[start Records to use]
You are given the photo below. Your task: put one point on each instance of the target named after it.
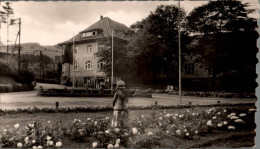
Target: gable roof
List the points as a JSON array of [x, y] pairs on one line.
[[105, 26]]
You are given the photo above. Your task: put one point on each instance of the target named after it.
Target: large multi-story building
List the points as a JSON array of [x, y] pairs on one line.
[[87, 68]]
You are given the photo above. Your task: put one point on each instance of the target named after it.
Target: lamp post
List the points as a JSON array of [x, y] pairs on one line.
[[112, 63], [179, 47], [73, 63]]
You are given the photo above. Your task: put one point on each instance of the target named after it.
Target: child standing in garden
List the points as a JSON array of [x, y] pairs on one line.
[[120, 114]]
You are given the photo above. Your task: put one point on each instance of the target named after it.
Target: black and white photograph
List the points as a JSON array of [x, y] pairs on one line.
[[129, 74]]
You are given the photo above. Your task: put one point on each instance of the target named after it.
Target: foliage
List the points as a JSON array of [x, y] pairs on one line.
[[154, 46], [108, 108], [225, 40]]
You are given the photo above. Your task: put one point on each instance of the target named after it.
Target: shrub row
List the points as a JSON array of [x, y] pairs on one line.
[[198, 94], [108, 108], [4, 88]]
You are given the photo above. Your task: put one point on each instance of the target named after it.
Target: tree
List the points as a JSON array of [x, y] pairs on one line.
[[154, 47], [226, 38]]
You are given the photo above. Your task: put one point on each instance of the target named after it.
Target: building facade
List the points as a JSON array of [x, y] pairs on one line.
[[87, 70]]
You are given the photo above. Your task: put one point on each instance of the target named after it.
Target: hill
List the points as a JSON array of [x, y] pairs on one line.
[[35, 48]]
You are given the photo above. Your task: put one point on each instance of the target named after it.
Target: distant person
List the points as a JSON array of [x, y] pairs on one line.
[[120, 114]]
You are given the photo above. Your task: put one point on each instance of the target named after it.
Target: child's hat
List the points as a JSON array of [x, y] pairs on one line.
[[120, 84]]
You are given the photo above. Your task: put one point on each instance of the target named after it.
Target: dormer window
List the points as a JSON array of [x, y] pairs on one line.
[[87, 34]]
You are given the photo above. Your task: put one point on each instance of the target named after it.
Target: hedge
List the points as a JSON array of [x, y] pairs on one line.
[[108, 108]]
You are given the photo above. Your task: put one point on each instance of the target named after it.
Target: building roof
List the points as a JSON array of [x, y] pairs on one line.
[[104, 27]]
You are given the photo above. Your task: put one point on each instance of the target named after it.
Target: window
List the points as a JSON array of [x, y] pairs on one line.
[[76, 50], [100, 47], [75, 66], [189, 68], [87, 80], [88, 65], [100, 65], [89, 49]]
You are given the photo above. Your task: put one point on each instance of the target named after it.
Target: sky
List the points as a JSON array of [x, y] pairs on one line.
[[50, 23]]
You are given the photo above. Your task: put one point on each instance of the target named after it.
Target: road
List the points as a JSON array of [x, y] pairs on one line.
[[30, 99]]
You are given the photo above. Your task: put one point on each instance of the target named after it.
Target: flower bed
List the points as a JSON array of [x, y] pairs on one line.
[[4, 88], [150, 129]]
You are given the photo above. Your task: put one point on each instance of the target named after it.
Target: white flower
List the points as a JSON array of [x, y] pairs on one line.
[[48, 138], [178, 132], [107, 131], [117, 129], [110, 146], [33, 141], [116, 145], [242, 115], [19, 145], [231, 127], [209, 123], [134, 130], [118, 141], [94, 144], [51, 143], [234, 117], [16, 126], [58, 144], [220, 124], [252, 110], [239, 121], [26, 139]]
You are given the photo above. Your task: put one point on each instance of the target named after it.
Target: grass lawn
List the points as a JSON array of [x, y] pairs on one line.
[[243, 137]]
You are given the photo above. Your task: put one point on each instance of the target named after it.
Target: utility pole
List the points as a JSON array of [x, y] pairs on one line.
[[19, 48], [73, 56], [42, 70], [112, 67], [179, 43]]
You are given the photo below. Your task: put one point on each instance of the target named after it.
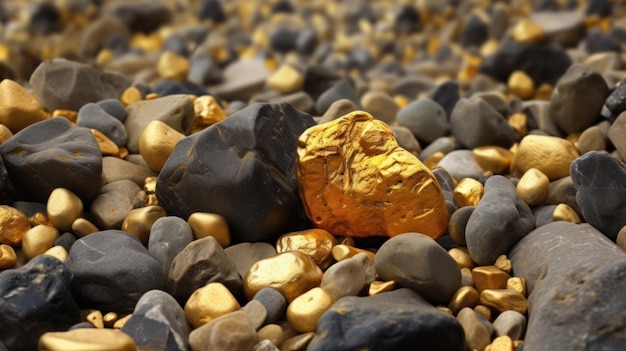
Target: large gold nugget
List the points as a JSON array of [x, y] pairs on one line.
[[354, 180]]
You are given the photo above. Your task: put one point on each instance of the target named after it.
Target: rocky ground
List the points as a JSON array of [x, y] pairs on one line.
[[312, 175]]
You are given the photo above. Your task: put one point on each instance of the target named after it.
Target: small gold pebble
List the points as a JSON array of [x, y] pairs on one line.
[[489, 277], [87, 339], [82, 227], [317, 243], [377, 287], [518, 284], [13, 224], [462, 257], [58, 252], [466, 296], [209, 302], [38, 240], [563, 212], [468, 192], [503, 263], [304, 311], [504, 300], [139, 221], [533, 187], [63, 208], [205, 224], [8, 258]]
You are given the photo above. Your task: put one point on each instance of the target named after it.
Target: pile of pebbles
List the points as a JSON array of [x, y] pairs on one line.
[[152, 175]]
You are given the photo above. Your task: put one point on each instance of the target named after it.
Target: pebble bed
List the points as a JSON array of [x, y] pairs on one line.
[[312, 175]]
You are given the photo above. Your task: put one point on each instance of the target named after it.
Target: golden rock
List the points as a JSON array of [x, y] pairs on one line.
[[157, 142], [13, 225], [285, 80], [139, 221], [172, 66], [468, 192], [341, 252], [291, 273], [63, 208], [522, 85], [19, 108], [503, 300], [317, 243], [494, 159], [518, 284], [208, 111], [533, 187], [527, 32], [8, 258], [564, 212], [551, 155], [377, 287], [38, 240], [87, 339], [304, 311], [355, 180], [209, 302], [489, 277], [205, 224], [466, 296]]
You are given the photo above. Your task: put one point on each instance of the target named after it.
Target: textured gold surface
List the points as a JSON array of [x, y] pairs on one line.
[[317, 243], [291, 273], [304, 311], [355, 180]]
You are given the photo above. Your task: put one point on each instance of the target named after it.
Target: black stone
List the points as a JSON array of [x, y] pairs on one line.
[[111, 270], [242, 168], [397, 320], [574, 277], [53, 154], [36, 298], [601, 191]]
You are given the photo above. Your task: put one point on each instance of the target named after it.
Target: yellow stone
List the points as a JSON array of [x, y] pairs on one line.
[[205, 224], [533, 187], [468, 192], [466, 296], [208, 111], [172, 66], [38, 240], [527, 32], [18, 107], [489, 277], [285, 80], [551, 155], [139, 221], [521, 84], [564, 212], [291, 273], [377, 287], [87, 339], [8, 258], [63, 208], [13, 225], [156, 143], [355, 180], [504, 300], [209, 302], [317, 243], [494, 159]]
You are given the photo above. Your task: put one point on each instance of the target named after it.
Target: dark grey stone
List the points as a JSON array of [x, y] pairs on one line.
[[36, 298], [111, 270], [53, 154], [397, 320], [573, 276], [499, 221]]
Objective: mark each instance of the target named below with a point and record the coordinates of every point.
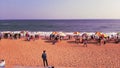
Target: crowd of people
(84, 38)
(100, 38)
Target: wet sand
(63, 54)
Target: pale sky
(59, 9)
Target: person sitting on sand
(2, 63)
(44, 57)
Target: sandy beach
(63, 54)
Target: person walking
(44, 57)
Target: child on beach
(85, 42)
(44, 57)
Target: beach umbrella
(54, 32)
(104, 35)
(84, 34)
(62, 34)
(98, 33)
(118, 33)
(76, 33)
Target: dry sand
(63, 54)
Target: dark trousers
(45, 62)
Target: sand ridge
(62, 54)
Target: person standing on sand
(44, 57)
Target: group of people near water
(100, 38)
(27, 36)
[end Records to use]
**Task prompt**
Write out every line again from the line with "Target: dark trousers" up to and including the last line of the rows, adding 64 to each x and y coordinate in the answers.

**Response**
Target: dark trousers
(109, 126)
Target: sand ridge
(126, 118)
Target: person standing on sand
(108, 121)
Target: group of people near water
(164, 102)
(91, 100)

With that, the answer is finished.